TASK TO COMPLETE: Make an exact copy of the entries below with the pictures removed.

==== SUPPLIED MATERIAL ====

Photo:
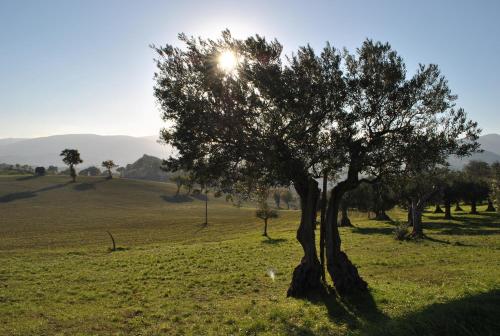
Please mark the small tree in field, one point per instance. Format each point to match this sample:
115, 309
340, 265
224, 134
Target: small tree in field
277, 197
52, 170
287, 197
264, 211
71, 157
40, 171
179, 181
109, 164
121, 171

====

OUTPUT:
Photo:
Please mark the small tree in field, one point per instance. Format each point to match this sample:
115, 309
340, 265
224, 134
Target: small tree in field
277, 197
52, 170
287, 197
264, 211
71, 157
40, 171
179, 181
109, 164
121, 171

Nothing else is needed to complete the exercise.